(Directions)
Please show every line of the records below that contains the word "handle", treating uppercase and lowercase as different.

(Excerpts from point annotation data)
........

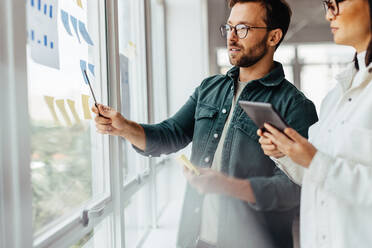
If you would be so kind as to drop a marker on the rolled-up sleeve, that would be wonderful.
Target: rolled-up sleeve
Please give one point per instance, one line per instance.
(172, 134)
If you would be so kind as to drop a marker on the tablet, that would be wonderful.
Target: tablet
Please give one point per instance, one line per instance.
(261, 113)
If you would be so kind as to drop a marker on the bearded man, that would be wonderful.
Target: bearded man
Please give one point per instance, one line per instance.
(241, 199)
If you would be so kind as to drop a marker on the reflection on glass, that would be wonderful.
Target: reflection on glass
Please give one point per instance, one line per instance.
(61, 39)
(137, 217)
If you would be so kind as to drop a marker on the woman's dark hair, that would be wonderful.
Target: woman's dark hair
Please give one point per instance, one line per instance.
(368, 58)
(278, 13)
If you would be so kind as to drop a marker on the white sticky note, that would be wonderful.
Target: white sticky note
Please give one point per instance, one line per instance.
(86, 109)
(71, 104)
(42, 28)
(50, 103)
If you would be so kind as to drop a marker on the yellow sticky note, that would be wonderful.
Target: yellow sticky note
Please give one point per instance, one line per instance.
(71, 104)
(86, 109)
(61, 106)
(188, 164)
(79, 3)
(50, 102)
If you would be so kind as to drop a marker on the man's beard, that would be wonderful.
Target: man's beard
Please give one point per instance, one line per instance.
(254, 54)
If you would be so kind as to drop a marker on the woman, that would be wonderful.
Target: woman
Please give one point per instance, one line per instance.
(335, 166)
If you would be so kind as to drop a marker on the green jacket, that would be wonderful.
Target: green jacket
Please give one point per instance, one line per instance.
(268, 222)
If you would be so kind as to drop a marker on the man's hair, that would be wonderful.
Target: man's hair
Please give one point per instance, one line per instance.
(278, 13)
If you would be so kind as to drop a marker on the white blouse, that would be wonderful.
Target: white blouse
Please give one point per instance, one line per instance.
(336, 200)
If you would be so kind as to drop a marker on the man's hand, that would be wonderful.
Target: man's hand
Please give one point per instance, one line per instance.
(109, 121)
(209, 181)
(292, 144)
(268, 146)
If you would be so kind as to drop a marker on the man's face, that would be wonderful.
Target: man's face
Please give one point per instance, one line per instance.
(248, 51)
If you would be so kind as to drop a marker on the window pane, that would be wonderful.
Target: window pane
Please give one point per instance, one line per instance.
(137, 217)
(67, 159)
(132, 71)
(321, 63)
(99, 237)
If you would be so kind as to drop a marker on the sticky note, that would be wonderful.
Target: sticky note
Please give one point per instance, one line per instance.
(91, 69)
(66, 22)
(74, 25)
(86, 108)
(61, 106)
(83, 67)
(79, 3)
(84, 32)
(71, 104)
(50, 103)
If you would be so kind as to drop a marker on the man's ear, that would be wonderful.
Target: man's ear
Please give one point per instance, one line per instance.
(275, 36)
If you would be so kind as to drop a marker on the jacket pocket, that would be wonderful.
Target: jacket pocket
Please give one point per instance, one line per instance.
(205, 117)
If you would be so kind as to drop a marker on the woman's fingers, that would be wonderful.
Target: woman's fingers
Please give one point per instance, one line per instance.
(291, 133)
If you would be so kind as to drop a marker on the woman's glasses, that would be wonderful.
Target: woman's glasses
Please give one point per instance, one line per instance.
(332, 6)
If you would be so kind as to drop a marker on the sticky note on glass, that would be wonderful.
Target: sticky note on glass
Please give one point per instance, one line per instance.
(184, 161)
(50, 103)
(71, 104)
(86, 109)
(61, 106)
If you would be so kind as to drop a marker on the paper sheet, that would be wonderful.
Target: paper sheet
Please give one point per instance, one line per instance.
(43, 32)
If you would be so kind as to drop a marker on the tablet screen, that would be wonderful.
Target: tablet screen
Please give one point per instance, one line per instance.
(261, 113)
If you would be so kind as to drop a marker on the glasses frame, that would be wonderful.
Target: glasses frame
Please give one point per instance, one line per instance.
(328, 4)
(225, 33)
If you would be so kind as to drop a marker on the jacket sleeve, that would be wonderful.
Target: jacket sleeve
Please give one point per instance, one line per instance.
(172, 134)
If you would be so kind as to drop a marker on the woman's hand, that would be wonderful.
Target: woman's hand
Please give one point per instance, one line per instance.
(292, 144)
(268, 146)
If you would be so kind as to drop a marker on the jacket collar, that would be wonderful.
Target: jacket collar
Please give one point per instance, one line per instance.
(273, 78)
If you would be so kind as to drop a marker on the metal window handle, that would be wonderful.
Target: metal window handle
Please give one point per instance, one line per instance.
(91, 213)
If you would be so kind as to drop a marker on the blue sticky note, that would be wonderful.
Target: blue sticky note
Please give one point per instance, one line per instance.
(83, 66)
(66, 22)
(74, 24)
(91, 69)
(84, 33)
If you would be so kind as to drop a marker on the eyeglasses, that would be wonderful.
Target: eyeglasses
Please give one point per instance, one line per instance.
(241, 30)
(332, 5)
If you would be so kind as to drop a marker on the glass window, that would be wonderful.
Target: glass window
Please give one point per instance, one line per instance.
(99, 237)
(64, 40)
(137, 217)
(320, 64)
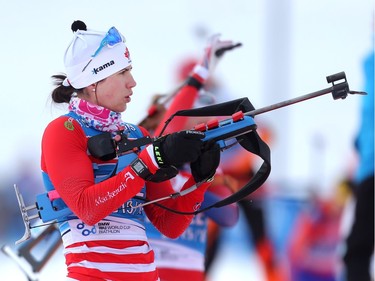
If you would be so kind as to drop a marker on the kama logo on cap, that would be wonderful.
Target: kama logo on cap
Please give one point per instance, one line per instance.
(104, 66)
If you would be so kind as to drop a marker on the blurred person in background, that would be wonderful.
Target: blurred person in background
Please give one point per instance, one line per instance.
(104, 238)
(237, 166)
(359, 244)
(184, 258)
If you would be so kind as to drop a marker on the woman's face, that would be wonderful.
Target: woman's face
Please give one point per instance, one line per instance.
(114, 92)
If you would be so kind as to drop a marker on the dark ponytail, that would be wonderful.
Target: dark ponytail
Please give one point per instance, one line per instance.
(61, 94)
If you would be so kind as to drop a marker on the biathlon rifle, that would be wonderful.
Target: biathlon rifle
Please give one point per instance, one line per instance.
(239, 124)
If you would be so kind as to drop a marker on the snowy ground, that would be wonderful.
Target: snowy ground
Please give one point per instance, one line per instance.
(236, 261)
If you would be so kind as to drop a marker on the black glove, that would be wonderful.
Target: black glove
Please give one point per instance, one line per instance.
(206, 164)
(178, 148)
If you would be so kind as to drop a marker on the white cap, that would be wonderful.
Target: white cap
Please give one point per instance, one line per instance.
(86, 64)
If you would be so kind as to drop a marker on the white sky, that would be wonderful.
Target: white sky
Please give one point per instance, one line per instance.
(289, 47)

........

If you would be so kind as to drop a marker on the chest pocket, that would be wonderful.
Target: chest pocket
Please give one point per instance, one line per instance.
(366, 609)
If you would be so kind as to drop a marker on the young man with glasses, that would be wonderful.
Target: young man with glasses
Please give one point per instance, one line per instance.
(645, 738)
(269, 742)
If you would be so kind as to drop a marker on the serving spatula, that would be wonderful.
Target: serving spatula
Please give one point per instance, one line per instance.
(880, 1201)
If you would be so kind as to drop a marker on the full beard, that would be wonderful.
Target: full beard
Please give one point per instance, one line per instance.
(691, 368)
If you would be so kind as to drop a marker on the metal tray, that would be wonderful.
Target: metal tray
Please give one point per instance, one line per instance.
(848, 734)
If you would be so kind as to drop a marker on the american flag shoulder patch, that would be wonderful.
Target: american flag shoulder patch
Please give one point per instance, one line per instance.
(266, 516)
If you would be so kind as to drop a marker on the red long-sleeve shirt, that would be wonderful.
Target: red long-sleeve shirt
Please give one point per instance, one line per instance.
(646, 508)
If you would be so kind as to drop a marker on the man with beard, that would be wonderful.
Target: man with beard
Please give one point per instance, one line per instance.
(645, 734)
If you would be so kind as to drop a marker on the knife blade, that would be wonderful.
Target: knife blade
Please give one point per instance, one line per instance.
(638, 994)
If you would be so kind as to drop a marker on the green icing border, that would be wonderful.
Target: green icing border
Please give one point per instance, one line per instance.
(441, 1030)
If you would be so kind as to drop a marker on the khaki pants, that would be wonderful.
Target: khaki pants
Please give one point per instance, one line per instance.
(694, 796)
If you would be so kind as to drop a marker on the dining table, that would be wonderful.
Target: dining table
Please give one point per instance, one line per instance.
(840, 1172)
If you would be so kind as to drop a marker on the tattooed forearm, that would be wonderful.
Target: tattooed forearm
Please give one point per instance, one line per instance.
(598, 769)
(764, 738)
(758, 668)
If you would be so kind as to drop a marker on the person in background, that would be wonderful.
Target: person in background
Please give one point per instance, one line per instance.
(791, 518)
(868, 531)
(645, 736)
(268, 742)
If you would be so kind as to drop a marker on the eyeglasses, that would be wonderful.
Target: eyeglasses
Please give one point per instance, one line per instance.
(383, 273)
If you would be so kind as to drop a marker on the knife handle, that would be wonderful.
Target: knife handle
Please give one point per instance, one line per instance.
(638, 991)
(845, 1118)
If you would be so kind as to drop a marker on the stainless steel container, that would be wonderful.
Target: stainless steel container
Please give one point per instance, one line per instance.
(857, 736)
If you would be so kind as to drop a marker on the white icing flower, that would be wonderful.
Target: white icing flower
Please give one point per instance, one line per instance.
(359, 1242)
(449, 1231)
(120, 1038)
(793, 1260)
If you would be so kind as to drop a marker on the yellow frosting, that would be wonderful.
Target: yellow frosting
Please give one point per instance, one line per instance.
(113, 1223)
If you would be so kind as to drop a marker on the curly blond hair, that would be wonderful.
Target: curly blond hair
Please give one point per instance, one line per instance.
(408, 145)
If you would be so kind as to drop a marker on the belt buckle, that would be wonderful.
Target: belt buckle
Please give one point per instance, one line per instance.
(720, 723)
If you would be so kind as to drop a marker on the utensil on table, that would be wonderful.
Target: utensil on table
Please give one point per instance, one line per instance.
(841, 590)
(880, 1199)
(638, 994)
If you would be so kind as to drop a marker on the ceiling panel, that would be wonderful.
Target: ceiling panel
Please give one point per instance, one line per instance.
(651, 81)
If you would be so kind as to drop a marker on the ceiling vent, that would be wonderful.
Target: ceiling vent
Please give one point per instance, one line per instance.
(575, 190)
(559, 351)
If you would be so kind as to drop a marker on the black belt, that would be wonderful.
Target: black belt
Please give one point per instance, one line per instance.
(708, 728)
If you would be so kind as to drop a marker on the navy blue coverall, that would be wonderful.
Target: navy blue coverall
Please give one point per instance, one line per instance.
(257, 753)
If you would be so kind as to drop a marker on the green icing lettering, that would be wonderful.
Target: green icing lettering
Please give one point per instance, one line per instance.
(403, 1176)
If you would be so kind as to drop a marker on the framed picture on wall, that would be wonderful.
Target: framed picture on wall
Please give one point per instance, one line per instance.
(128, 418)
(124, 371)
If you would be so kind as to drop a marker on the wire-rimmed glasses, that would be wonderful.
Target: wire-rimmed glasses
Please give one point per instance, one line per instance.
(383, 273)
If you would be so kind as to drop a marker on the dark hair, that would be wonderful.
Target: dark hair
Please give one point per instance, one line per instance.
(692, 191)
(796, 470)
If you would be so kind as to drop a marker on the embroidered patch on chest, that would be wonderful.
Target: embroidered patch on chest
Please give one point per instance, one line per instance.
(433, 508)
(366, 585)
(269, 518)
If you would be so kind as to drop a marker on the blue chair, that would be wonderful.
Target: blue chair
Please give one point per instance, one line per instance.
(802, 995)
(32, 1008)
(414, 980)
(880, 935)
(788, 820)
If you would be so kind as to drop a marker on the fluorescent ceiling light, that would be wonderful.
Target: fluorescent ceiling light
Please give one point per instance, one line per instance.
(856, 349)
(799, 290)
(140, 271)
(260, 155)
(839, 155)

........

(Problem solution)
If you would be so kind as to drop a marker on the metal window handle, that would be wonderful.
Target: metal window handle
If you would be so kind as to drop a marker on the knife handle, that would be wonderful.
Target: knife handle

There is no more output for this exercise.